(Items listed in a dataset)
"""

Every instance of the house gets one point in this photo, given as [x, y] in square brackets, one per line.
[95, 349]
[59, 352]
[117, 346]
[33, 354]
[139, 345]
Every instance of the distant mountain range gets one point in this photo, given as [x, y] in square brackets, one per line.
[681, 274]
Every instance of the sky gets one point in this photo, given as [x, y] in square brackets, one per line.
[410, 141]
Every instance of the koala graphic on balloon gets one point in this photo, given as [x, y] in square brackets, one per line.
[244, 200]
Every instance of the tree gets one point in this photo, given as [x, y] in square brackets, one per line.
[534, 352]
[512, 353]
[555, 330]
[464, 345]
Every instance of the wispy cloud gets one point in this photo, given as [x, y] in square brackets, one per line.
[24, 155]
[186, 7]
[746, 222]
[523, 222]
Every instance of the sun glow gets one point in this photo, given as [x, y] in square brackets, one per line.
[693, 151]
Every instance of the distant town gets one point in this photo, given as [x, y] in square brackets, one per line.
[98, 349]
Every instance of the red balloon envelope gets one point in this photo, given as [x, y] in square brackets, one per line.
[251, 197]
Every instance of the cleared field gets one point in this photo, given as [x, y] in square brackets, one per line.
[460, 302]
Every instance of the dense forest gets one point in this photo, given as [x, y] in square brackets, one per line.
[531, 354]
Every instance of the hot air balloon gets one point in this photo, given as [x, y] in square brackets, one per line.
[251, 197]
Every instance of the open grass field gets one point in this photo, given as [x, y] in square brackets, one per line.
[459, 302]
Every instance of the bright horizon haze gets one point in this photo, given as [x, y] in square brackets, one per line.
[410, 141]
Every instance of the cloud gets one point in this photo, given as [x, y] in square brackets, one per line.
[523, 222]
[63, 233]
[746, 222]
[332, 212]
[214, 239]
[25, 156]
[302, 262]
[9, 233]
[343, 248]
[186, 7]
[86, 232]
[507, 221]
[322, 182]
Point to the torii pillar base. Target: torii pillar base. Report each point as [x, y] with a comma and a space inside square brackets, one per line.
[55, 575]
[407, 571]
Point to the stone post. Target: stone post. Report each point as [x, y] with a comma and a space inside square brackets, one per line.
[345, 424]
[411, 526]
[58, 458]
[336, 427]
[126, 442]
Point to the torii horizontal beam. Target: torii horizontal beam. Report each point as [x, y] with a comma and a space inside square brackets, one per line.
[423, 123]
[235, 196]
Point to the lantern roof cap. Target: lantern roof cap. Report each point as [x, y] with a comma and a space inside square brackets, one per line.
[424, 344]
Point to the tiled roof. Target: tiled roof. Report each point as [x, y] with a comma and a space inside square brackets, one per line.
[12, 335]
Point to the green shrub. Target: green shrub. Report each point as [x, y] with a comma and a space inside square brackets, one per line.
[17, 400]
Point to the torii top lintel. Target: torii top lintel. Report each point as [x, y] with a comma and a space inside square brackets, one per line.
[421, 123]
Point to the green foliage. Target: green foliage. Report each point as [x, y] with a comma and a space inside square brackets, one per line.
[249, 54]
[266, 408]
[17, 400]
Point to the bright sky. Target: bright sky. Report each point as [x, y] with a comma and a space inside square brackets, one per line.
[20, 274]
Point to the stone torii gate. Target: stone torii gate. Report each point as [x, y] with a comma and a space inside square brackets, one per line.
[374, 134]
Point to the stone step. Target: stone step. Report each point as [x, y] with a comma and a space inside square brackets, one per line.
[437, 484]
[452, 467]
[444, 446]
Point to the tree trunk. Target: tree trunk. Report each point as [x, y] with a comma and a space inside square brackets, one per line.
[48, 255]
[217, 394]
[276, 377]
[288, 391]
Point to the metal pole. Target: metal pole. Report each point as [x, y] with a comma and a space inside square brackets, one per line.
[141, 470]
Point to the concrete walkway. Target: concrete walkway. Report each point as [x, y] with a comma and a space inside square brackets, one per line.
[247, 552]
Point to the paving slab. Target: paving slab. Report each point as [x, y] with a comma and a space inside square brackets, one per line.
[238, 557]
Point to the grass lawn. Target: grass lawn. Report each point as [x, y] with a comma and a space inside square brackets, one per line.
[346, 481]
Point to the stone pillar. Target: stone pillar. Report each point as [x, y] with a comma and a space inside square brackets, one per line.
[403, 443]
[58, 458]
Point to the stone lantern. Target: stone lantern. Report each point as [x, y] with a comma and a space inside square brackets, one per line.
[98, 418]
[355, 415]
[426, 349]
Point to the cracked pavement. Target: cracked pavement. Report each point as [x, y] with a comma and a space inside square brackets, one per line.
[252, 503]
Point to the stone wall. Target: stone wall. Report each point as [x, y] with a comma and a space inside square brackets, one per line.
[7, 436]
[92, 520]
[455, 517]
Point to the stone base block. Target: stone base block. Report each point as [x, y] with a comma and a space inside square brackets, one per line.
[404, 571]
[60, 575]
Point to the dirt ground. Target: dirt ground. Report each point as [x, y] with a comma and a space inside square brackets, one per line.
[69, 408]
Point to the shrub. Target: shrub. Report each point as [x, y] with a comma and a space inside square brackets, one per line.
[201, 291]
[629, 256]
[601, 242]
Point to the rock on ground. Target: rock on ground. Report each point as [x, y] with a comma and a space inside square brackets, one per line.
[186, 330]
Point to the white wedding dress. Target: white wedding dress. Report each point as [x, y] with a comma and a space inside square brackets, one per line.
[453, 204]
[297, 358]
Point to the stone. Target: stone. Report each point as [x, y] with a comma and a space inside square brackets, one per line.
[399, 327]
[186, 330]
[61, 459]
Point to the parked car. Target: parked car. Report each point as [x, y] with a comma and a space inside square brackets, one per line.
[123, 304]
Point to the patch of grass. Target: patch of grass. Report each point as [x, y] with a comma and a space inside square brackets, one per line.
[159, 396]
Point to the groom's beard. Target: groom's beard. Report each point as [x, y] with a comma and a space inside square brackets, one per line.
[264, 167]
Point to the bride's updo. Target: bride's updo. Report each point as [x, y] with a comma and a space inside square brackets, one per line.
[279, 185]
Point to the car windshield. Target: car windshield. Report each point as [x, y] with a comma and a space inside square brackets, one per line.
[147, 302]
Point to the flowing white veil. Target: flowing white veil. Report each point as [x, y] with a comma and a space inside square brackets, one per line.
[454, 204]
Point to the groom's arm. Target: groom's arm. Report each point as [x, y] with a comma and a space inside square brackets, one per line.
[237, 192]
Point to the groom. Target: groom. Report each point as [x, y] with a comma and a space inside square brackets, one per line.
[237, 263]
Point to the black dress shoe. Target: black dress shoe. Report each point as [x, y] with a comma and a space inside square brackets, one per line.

"""

* _Work instructions_
The response should consist of every record, written out exactly as given.

* _Written answer_
Every instance of the house gets one point in this photo, given as [x, y] in square brackets, one per line.
[95, 349]
[59, 352]
[117, 346]
[33, 354]
[139, 345]
Every instance of the distant mountain range gets one point in this photo, given as [x, y] in square brackets, one per line.
[681, 274]
Every instance of the sky gets one point in this photo, given as [x, y] in square brackets, one per line.
[410, 141]
Every instance of the koala graphic on balloon gets one point in this photo, given as [x, y] in square brackets, one per line.
[244, 200]
Every instance of the tree gets one point in this photo, given as [x, y] in square brackets, one per line.
[534, 352]
[512, 353]
[555, 330]
[464, 345]
Every instance of the wispy cloud gets one point in this photo, given as [x, y] in square brackets, one per line.
[24, 155]
[186, 7]
[746, 222]
[523, 222]
Every instance of the sun glow gets one point in this photo, given as [x, y] in square brackets, one per line.
[693, 151]
Every instance of the distant town gets one point in this photo, given as [x, y] in square brackets, one per line.
[98, 349]
Every instance of the red balloon envelope gets one point in this photo, given as [x, y] in square brackets, one per line.
[251, 197]
Every instance of the cleared field gets one point in this photo, given as [x, y] in square brackets, one per line.
[460, 302]
Every instance of the dense forest gets one point in this photo, given as [x, y] in square brackets, one per line.
[531, 354]
Every instance of the hot air balloon gets one point in this photo, given as [x, y] in square brackets, one per line.
[251, 197]
Every instance of the open grass field gets one point in this photo, given as [x, y] in square brackets, one per line.
[459, 302]
Every instance of the bright horizon haze gets one point in this photo, given as [x, y] in square brackets, one per line.
[410, 141]
Every instance of the cloud gets one point in this photo, given as [x, y] in square brackets, one per line.
[523, 222]
[63, 233]
[746, 222]
[332, 212]
[214, 239]
[25, 156]
[302, 262]
[9, 233]
[343, 248]
[186, 7]
[86, 232]
[507, 221]
[322, 182]
Point to the torii pillar base. Target: torii pillar base. Report each point as [x, y] with a comma and a space inside square brackets, one per line.
[55, 575]
[407, 571]
Point to the stone post. Target: stone post. Report each point as [x, y] with a comma and a space inside square brackets, one per line.
[345, 424]
[411, 526]
[58, 458]
[336, 427]
[126, 442]
Point to the torii horizontal beam. Target: torii horizontal beam. Report each point as [x, y] with a comma and a space inside square brackets, one per line.
[423, 123]
[235, 196]
Point to the lantern roof cap. Target: lantern roof cap. Report each point as [x, y] with a comma and a space inside square brackets, one per line.
[424, 344]
Point to the tiled roof. Target: tiled roof. Report each point as [x, y] with a comma and a space inside square brackets, one per line.
[12, 335]
Point to the green shrub. Target: green shrub. Report each point as [x, y] with a comma and a space inside square brackets, one per line.
[17, 400]
Point to the torii top lintel. Target: torii top lintel. Report each point as [x, y] with a comma and a space inside square brackets, one per line.
[421, 123]
Point to the green foliage. Target: green foliage. Report each point as [x, y] with a comma and a space inside square brackets, one per line.
[249, 54]
[266, 408]
[17, 400]
Point to the bright sky. Target: bright sky. Report each point as [x, y] with a comma and a space inside square brackets, one per line.
[20, 274]
Point to the stone torii gate. Target: stone torii gate. Report each point as [x, y] with a comma and a space inside square brackets, one per line.
[374, 134]
Point to the stone step. Target: stone step. Report each point as [x, y] with a comma and a space inside square brackets, one per line.
[437, 484]
[452, 467]
[444, 446]
Point to the tree trunk. Target: tree trunk. Report each point as [x, y] with a comma and a space inside square brackets, one per line.
[48, 255]
[217, 394]
[276, 377]
[288, 391]
Point to the metal pole. Target: metal pole. Report each point as [x, y] with a comma and a space inside square brackets, one per line.
[141, 470]
Point to the concrete walkway. Target: concrete walkway. Report each point as [x, y] with a comma and a space inside square brackets, one per line.
[247, 552]
Point to the paving slab. Target: paving slab. Report each point as [x, y] with a comma and a space inside square brackets, one per line.
[238, 557]
Point to the grass lawn. Target: grass lawn. Report each point as [x, y] with a comma and a space inside square brackets, one per line.
[346, 481]
Point to the stone pillar. Target: stone pillar. Report each point as [x, y] with a comma and a space inside square brackets, one per line.
[403, 443]
[58, 458]
Point to the stone lantern. Target: stone lantern. Report each point as [x, y] with a comma and a space inside square brackets, one per line.
[98, 418]
[355, 415]
[426, 349]
Point to the cracked pavement. Target: cracked pavement. Report each point as [x, y] with a comma and a space inside square brackets, one per line.
[252, 503]
Point to the stone wall. Target: stone wall. Report each point as [x, y] with a comma and a space inside square brackets, one per line.
[7, 436]
[92, 520]
[455, 517]
Point to the stone base block. Target: stone base block. Report each point as [x, y] with a comma and a space inside square brackets, one per line.
[404, 571]
[60, 575]
Point to the dirt ground. Target: dirt ground. Report each point as [x, y] with a comma and a space inside square brackets, one per line.
[69, 408]
Point to the shrub. Target: shrub. Report each point as [x, y] with a comma and a space inside square brackets, one per line.
[201, 291]
[629, 256]
[601, 242]
Point to the rock on ground. Target: rock on ground. Report each point as [x, y] with a comma and a space inside square brackets, one per line.
[186, 330]
Point to the white wedding dress. Target: white wedding dress. Report each point as [x, y] with a comma and a space inside square brackets, one per line.
[453, 204]
[297, 358]
Point to the stone. Target: stone. Report each point as [x, y] with a comma and a space inside square brackets, one per line.
[399, 327]
[186, 330]
[61, 459]
Point to the parked car. Target: parked car. Report each point as [x, y] with a comma and a space inside square brackets, one per line.
[123, 304]
Point to the patch of grass. Target: patch of grass. Report each point as [x, y] with a comma and a space inside square brackets, one per line.
[159, 396]
Point to the groom's beard. Target: groom's beard. Report each point as [x, y] with a comma and a space inside square brackets, one per line.
[264, 167]
Point to the bride's updo. Target: bride's updo. Report each point as [x, y] with a comma and a space inside square brackets, one per line.
[279, 185]
Point to the car windshield. Target: car windshield. Report each point as [x, y] with a comma and a space inside square brackets, one per line.
[147, 302]
Point to the flowing white veil. Target: flowing white veil. Report each point as [x, y] with a comma and a space inside square brackets, one per line.
[454, 204]
Point to the groom's arm. Target: groom's arm. Report each point as [x, y] with a comma and a space inside square brackets, one per line.
[237, 192]
Point to the groom. Target: groom. Report each point as [x, y] with a comma and a space inside square brackets, one per line.
[237, 263]
Point to the black dress shoe. Target: black dress shoe. Report each point as [x, y] with a comma and a space inside square brackets, one per line.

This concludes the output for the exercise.